**LISTED ENTRIES:**
- Opening Delimiter -

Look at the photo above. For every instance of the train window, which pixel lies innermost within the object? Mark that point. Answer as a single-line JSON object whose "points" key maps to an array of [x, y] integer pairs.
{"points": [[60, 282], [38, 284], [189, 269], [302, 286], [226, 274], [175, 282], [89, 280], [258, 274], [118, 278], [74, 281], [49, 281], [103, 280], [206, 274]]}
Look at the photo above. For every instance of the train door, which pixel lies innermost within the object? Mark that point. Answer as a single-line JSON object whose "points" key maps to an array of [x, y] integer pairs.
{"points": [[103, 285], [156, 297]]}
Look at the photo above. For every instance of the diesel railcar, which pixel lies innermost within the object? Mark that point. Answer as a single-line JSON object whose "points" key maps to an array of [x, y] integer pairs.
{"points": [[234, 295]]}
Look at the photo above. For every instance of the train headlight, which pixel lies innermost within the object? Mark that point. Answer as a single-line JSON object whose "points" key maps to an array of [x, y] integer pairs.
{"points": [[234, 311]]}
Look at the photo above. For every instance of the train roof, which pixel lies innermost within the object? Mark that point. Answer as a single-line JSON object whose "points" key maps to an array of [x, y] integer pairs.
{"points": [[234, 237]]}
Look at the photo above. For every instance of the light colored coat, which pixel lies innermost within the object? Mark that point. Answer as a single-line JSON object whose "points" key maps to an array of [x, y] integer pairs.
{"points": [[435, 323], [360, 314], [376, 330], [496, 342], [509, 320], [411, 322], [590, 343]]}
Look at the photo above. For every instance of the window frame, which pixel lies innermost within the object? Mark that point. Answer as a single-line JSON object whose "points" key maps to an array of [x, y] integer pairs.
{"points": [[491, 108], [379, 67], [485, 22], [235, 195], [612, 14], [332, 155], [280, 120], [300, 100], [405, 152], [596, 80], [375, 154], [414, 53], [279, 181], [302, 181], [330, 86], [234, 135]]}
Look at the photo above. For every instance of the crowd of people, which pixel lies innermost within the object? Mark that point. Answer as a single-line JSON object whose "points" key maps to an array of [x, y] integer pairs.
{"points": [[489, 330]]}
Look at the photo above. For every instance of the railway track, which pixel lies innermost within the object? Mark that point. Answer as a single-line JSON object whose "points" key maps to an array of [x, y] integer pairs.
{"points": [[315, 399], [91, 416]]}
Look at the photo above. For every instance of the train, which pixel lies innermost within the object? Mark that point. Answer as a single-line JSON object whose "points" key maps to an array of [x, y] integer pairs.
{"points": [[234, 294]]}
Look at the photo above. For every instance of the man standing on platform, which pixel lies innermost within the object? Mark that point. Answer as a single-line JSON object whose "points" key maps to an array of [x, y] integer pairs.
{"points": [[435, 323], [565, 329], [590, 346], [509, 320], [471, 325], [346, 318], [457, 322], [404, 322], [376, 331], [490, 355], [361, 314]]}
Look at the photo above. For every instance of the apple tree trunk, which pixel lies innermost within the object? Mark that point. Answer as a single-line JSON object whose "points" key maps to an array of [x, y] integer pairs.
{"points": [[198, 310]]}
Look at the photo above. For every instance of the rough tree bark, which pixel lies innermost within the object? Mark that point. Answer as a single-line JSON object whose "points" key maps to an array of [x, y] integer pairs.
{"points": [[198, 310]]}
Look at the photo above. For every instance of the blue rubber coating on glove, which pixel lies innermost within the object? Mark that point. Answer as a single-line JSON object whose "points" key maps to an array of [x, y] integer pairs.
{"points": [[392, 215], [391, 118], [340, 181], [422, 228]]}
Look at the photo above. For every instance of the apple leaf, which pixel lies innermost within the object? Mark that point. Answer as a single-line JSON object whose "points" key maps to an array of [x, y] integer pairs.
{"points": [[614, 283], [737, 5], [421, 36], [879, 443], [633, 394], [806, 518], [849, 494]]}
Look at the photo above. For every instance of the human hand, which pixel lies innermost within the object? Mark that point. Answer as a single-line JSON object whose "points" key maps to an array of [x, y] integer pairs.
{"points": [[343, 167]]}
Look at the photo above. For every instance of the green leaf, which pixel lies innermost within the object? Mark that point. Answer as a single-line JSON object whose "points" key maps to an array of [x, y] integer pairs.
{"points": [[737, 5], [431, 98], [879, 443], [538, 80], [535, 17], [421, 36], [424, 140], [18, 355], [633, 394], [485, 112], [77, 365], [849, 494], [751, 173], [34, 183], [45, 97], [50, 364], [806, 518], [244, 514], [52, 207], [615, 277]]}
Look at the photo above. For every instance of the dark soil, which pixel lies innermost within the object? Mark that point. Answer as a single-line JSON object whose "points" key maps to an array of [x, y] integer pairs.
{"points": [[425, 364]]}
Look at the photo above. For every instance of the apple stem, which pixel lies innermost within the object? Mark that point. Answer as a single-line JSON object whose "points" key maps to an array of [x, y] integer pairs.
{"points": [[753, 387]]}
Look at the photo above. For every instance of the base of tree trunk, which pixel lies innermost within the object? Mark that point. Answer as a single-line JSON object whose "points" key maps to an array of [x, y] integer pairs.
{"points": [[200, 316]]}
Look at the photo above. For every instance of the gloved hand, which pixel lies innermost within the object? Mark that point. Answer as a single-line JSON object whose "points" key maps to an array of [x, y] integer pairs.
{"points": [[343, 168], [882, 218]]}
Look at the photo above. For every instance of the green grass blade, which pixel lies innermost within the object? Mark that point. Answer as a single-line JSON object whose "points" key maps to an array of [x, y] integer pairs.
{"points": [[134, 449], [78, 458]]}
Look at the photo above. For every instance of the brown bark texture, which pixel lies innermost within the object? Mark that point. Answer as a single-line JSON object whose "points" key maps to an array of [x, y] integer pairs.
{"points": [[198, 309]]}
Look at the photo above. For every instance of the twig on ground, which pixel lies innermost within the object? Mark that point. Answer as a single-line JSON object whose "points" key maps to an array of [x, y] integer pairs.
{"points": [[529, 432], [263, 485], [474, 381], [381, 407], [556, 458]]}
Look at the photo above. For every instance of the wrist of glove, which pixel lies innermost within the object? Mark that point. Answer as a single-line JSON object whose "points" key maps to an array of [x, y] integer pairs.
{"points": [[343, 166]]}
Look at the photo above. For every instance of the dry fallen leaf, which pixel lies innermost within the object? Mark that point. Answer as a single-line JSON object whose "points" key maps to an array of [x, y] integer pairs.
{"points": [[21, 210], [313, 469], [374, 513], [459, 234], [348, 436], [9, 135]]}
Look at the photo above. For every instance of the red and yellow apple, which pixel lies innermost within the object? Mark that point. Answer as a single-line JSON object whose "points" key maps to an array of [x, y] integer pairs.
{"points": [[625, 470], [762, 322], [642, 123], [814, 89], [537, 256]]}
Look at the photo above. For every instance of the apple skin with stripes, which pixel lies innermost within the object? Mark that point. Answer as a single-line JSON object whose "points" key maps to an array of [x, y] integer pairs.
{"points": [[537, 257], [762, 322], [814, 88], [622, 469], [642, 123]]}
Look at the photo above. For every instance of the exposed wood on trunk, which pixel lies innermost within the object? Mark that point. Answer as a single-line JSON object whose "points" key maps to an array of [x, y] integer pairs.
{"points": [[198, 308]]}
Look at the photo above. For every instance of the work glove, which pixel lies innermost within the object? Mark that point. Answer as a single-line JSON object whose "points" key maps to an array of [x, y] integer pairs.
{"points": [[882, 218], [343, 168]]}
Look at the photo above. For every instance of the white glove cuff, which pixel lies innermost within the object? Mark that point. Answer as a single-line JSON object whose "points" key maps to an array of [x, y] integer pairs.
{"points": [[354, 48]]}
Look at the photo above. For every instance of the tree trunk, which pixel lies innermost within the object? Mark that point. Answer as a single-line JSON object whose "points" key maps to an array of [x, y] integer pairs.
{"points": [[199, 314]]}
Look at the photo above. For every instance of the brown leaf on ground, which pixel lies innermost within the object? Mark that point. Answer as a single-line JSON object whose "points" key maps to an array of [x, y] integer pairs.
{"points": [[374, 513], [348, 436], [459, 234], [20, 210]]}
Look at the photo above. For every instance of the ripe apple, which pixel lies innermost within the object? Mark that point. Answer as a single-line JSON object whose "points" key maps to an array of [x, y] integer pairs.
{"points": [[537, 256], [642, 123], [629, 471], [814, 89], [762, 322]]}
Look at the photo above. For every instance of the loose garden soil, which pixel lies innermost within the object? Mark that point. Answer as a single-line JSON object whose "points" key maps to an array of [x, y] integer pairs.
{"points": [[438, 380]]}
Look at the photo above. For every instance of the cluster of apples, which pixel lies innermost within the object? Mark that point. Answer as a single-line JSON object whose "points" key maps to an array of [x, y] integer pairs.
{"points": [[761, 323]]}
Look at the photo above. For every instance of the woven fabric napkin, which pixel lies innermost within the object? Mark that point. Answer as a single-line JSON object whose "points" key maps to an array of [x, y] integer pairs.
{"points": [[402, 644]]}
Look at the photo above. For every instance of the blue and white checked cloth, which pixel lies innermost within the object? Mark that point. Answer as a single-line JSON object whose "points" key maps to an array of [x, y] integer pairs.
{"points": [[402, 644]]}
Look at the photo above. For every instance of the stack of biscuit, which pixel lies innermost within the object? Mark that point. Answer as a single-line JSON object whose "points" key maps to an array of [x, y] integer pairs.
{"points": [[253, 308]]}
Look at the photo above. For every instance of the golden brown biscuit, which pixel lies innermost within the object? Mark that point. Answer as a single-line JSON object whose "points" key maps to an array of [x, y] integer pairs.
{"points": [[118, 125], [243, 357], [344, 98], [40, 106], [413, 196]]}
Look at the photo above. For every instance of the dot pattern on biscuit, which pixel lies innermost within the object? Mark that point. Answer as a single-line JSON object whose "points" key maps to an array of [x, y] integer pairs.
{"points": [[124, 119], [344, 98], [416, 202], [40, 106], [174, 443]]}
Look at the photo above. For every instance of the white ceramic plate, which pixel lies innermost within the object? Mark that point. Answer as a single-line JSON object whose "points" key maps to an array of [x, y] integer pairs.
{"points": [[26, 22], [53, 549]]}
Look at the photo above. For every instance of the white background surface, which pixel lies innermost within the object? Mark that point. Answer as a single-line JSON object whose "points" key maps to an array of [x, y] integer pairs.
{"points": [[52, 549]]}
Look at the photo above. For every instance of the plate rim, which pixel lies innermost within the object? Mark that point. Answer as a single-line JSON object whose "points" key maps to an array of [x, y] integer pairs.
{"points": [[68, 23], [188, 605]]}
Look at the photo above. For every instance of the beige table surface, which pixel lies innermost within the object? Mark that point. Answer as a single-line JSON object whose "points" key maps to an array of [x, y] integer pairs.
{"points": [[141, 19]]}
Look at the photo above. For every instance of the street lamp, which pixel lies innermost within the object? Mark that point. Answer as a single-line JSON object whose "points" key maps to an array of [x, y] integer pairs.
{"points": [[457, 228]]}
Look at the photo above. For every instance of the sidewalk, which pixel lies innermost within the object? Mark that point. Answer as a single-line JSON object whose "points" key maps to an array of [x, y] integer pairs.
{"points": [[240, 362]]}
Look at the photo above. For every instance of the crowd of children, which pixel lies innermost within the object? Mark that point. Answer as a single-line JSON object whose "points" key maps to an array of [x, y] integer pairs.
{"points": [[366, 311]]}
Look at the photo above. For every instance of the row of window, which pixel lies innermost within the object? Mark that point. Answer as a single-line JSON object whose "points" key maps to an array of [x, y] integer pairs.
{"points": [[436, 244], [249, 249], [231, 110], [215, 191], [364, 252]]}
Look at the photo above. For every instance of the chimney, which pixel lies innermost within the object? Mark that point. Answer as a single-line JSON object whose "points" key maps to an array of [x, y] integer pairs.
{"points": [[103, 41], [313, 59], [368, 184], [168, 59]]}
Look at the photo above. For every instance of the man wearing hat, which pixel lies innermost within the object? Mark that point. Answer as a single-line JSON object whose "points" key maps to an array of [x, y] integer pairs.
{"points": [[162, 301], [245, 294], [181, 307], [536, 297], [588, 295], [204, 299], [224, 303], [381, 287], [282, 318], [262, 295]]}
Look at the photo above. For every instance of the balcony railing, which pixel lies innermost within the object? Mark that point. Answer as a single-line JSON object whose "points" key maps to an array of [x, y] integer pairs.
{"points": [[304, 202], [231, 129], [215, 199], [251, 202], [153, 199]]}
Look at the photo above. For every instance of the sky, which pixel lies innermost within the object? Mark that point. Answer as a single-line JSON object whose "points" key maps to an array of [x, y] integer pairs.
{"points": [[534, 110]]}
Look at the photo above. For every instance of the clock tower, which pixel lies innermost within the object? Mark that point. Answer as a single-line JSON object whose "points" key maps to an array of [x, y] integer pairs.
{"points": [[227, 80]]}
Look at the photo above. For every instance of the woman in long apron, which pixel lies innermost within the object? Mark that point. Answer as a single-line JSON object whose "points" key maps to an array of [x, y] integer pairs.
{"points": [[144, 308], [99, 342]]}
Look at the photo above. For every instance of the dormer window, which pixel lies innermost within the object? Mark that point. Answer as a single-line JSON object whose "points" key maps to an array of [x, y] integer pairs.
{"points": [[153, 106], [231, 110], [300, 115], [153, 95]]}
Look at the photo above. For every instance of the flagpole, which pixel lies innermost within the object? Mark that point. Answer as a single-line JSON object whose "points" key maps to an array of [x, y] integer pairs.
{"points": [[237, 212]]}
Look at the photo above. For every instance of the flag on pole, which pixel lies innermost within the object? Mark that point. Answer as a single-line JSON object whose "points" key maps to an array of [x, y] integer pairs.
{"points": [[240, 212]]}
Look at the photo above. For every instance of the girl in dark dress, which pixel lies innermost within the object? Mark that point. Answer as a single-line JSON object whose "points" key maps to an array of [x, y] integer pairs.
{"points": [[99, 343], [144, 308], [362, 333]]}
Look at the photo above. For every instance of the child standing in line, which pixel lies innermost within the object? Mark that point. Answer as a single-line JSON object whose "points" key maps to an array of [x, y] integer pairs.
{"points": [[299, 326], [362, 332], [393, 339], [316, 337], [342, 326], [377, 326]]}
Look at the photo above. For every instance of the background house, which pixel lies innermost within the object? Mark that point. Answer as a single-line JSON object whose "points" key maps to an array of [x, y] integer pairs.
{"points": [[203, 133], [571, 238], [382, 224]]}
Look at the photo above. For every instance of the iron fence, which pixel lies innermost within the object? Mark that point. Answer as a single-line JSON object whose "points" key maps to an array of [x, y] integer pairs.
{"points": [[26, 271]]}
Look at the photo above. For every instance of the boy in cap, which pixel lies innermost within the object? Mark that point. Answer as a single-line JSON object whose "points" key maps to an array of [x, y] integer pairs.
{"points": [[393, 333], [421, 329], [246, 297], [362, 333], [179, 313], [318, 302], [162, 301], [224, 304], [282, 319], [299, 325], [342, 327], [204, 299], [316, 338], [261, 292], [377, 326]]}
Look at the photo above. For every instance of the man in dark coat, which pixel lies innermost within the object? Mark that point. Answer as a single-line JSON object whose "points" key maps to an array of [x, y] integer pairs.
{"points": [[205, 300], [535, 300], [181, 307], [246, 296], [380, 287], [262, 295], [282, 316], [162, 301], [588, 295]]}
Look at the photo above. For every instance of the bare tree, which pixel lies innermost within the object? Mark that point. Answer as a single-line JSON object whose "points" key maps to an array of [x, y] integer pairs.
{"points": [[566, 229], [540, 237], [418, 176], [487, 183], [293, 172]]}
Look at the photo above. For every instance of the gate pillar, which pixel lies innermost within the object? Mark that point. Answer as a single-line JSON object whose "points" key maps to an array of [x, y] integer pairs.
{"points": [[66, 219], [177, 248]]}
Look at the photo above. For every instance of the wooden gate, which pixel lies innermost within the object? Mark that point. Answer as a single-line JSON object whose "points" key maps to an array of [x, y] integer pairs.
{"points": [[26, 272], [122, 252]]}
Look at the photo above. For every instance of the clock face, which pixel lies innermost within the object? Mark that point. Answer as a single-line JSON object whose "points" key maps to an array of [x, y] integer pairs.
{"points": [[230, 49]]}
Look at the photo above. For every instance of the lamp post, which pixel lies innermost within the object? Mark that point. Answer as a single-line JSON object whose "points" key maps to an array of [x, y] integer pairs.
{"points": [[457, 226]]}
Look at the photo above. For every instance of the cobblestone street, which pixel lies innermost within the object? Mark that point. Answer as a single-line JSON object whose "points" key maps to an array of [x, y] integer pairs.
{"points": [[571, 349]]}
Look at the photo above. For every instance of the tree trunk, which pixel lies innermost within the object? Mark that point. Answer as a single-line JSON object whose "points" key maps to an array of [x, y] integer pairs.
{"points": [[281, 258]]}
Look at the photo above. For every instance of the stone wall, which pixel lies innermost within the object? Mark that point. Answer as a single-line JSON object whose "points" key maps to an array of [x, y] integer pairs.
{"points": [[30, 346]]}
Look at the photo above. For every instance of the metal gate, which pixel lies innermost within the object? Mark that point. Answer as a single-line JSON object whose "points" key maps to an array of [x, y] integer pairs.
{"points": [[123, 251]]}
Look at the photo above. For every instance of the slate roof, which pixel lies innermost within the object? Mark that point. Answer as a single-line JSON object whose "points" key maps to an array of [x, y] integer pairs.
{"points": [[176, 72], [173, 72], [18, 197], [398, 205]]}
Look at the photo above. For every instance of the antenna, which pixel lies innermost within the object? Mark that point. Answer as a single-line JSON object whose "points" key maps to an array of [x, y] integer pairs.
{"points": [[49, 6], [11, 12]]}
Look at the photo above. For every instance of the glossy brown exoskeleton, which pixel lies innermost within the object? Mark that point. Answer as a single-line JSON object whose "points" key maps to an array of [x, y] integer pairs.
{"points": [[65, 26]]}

- Closing Delimiter -

**EXERCISE DIRECTIONS:** Transcribe exactly the line containing "Look at the photo above. For every instance of the glossy" and all remaining lines of the material, ending with the last one.

**WRITTEN RESPONSE:**
Look at the photo above. For every instance of the glossy brown exoskeleton, which pixel lies innermost within the object? Mark that point. Answer as a single-line JSON object whose "points" key maps to an array of [x, y] integer pairs.
{"points": [[65, 26]]}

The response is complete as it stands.